Required work: Copy out the records below with every "Quickstart" swapped for "Tip" and nothing else altered, omitting the pictures.

Object location annotation records:
####
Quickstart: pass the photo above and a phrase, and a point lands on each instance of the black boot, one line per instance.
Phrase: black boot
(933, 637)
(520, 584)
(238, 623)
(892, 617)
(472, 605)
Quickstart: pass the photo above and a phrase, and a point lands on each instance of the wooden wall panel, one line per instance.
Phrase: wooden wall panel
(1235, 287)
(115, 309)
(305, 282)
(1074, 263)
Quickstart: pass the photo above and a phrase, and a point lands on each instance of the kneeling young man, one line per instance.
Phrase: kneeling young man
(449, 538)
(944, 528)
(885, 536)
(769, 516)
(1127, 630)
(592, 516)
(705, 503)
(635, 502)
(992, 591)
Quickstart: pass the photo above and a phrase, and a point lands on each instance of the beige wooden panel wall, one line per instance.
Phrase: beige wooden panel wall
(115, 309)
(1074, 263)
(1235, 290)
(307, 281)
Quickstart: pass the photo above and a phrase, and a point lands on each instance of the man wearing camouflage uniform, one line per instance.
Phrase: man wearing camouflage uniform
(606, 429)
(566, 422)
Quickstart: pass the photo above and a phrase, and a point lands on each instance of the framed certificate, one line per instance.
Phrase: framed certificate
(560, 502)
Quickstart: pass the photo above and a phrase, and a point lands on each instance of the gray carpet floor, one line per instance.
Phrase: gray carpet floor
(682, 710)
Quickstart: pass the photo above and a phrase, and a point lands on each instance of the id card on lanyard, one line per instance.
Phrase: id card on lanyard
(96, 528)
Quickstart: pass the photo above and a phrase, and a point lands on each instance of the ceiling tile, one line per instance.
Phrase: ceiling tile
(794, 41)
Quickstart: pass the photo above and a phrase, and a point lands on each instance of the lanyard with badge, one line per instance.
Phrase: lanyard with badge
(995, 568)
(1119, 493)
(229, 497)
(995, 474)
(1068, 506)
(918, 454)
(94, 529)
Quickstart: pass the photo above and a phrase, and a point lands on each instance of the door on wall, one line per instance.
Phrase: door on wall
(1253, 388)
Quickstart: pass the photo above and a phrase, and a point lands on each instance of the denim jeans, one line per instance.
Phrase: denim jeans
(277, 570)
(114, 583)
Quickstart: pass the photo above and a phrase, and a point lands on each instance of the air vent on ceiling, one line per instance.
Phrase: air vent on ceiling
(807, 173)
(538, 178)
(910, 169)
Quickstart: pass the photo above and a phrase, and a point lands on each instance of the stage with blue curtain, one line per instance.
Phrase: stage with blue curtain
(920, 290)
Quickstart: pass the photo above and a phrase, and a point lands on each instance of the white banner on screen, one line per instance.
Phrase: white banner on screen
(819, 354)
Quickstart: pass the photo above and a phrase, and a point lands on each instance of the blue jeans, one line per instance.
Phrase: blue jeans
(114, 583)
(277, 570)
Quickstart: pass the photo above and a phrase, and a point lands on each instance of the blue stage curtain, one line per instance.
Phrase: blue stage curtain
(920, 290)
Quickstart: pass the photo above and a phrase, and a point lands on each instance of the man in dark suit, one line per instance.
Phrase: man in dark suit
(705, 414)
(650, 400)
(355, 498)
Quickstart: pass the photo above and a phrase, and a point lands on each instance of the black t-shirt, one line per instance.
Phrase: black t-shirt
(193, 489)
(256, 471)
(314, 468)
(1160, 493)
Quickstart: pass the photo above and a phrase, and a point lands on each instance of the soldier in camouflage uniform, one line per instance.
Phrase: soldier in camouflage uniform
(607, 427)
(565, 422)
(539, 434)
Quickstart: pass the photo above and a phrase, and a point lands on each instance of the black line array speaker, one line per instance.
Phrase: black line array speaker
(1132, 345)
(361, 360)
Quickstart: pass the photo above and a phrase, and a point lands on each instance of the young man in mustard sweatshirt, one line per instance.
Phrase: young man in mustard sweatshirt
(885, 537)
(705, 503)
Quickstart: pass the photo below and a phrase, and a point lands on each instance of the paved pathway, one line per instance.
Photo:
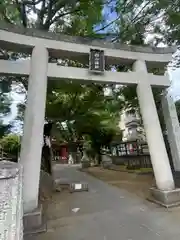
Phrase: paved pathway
(106, 213)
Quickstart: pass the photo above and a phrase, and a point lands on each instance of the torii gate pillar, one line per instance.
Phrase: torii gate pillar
(32, 141)
(157, 149)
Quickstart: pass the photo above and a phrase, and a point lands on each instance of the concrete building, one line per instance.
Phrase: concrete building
(131, 126)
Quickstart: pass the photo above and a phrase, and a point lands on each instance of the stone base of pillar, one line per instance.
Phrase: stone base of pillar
(166, 199)
(34, 222)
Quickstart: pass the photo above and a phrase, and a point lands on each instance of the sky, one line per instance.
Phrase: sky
(110, 16)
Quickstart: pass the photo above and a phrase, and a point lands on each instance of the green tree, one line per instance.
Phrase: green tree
(5, 103)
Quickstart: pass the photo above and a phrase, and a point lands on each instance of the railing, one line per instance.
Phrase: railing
(134, 155)
(11, 206)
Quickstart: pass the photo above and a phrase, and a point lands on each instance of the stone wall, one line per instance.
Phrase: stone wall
(11, 205)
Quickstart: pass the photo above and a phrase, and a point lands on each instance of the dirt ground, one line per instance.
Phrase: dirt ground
(132, 182)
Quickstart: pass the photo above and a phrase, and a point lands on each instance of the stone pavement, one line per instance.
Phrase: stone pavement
(105, 213)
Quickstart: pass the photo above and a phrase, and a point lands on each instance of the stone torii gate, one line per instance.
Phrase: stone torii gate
(41, 45)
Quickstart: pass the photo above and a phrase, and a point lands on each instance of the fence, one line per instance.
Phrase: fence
(133, 154)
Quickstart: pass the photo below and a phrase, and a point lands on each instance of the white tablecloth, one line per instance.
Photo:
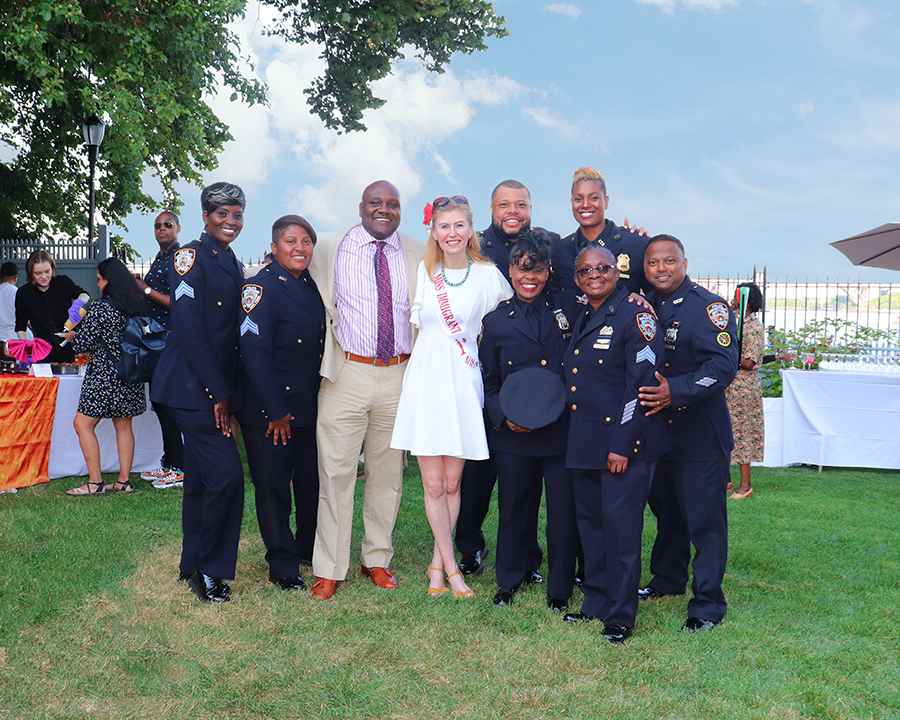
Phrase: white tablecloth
(65, 452)
(841, 419)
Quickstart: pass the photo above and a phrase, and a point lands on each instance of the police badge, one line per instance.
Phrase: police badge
(718, 313)
(250, 297)
(647, 325)
(184, 260)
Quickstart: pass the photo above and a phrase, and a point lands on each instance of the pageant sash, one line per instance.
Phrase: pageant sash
(458, 334)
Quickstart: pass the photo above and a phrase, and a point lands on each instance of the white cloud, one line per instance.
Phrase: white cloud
(668, 6)
(572, 11)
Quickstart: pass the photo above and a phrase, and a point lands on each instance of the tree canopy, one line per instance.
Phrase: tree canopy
(148, 67)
####
Exercise result:
Tip: pass the photo above and a phrase, and a point lands on each instance of the black boot, one line per instance.
Phrase: black boot
(933, 637)
(520, 584)
(238, 623)
(892, 617)
(472, 605)
Tip: pass the photo above and a phrase, and a point lands on each instance of the wooden wall panel, one line per instance.
Phrase: wooden wall panel
(1235, 287)
(115, 309)
(305, 282)
(1074, 263)
Tip: pass the photo above and a phrase, and a point lands on each instance of the kneeling young man, one line per instance.
Phrase: kneeling young man
(449, 538)
(944, 528)
(885, 536)
(769, 516)
(1127, 630)
(592, 516)
(705, 503)
(635, 502)
(992, 591)
Tip: pass the photo above and a phrase, and a point lands on each instance of the beige wooden panel wall, one line per instance.
Phrase: beige wooden panel wall
(115, 309)
(1074, 263)
(1235, 290)
(307, 281)
Tip: pass the photo above and a phrase, and a point lands on each instance of the man wearing camouflage uniform, one line per instance.
Phrase: man wearing camouflage uniform
(606, 429)
(566, 422)
Tip: pass the photo above and a phrase, and a point lands on each instance of the framed certificate, one line per instance.
Phrase: framed certificate
(560, 502)
Tip: pass the photo above and a phrase, and a point lands on each instance of the gray carpet floor, one line per instance.
Phrase: gray carpet floor
(682, 710)
Tip: pass the photo above and a phrase, and a point lands on each instance of the id card on lanyard, one line per instance.
Phrase: id card on lanyard
(96, 528)
Tip: pass the photo above and a phrase, and a point lands on each instance of the ceiling tile, one line per instance.
Phrase: ceiling tile
(794, 41)
Tip: pass the photo above and a phrase, and a point lands on each instance of the lanyard with badge, one line per instance.
Phrase: lanyard with badge
(995, 568)
(1119, 493)
(229, 497)
(995, 474)
(1068, 506)
(918, 454)
(94, 529)
Tip: pass the photo above and a phrase, and a point lands on each instance of the door on wall, one line per instance.
Phrase: door on wall
(1253, 388)
Tip: pass the photo above and a phrase, and a point lands on each instance of the denim jeans, one line per instance.
Phrase: denim jeans
(277, 570)
(114, 583)
Tip: pass the photo above and a phrase, and a point lands on each instance of the air vent on ceiling, one line per instance.
Phrase: air vent on ceiling
(807, 173)
(538, 178)
(910, 169)
Tip: pass the photo above and a phrase, and a point lands on each instance of the stage with blue curtain, one line per instance.
Phrase: stage with blue curtain
(920, 290)
Tip: pass the photo above and a phrase, and a point lands on each instance of the white banner on screen, one line per instance.
Phrase: white banner on screen
(819, 354)
Tip: pass the photo above and a phrase, and a point lands on each instance of the blue jeans, one line per instance.
Phrase: blue jeans
(114, 583)
(277, 570)
Tip: pass the photo above and a phrase, and a point lands on each instance of the blue stage curtain, one line per instance.
Phrase: blue stage curtain
(920, 290)
Tip: pass the photo above and a phrase, and a point lands on each instance of the man in dark suit, one line per instance.
Phrase: man in dark suit
(705, 414)
(650, 400)
(355, 498)
Tip: pass the photo above and a phrase, and a point lands on each instance of the black t-shirt, one line per instance.
Phrase: black t-shirt
(193, 489)
(256, 471)
(314, 468)
(1160, 493)
Tip: pass the photo above and a phrase, and a point lands on each instance of the soldier in camouflage uniform, one line per instance.
Phrase: soldier in camouflage uniform
(607, 427)
(565, 422)
(539, 434)
Tip: pass the photo above and a phrase, and a point lands on each instance of the black line array speaker, one line per instance.
Phrase: black line array speaker
(1132, 345)
(361, 360)
Tip: pass the photo above and a phrase, and a point lands on each instance of the young man in mustard sweatshirt, one line per instance.
Phrase: young man in mustard sweatshirt
(885, 537)
(705, 503)
Tip: pass the photo below and a phrase, and a point lands on each instance of the paved pathway, one line per instance.
Photo:
Phrase: paved pathway
(106, 213)
Tip: pass the photo above and a phrase, and a point lands on each instance of the torii gate pillar, one line per instance.
Phrase: torii gate pillar
(32, 141)
(157, 149)
Tip: pass the photo above and a phrase, and a point lands on each instance of the concrete building, one line per instance.
Phrase: concrete building
(131, 126)
Tip: pass the photo above and a phrase, and a point lands on each instance of the stone base of pillar, one line per instance.
Phrase: stone base of pillar
(166, 199)
(34, 222)
Tip: pass the photo above and a phrase, and a point lands on each instance of the sky, one line per instance.
Phrase: sky
(110, 16)
Tip: pass the photo above and a phrase, and a point lands on each instance of the green tree, one line per instance.
Phrase: green tree
(5, 103)
Tip: pass the photo above and a phrase, and a point lands on each instance of the railing, one line per instance.
Phrase: railing
(134, 155)
(11, 206)
Tip: pass the photo above and a phrase, and a point lands on each instance of the stone wall, one line per instance.
Phrase: stone wall
(11, 205)
Tip: pass the photo above and a phrase, and a point lands on each instance of the dirt ground, one line per instance.
Phrase: dirt ground
(132, 182)
Tip: pass the photo above and a phrase, and a point lands on each instance of the stone pavement, one line per instance.
Phrase: stone pavement
(105, 213)
Tip: pass the photo above and a phrase, and a point lands on each instance of the stone torii gate, one line per instance.
Phrase: stone torii gate
(41, 45)
Tip: pass the photo above and a phrase, and a point lands on each instance of the fence, one line per instance.
Phrase: fence
(133, 154)
Tip: pass the photo below and a phrase, and a point lands on each instance of the white tablecloth, one line per instance.
Photo:
Phrase: white tablecloth
(65, 452)
(841, 419)
Tip: pass the photo above and a phrase, and a point lands on each instance of the police badge, one line per instance.
Phrase: police badge
(718, 313)
(250, 297)
(647, 325)
(184, 260)
Tip: pass the photo above and a phrase, and a point lands on each instance of the pageant sash, one line per instance.
Phrase: pageant sash
(458, 334)
Tip: pass the photo above and a phrase, and a point lands on each instance of the white cloud, one line per instance.
Phrase: white cloud
(668, 6)
(572, 11)
Tip: pass the photo above and a phrase, and a point lands on each instance of the tree canopy, one line per instance.
Phrase: tree canopy
(148, 67)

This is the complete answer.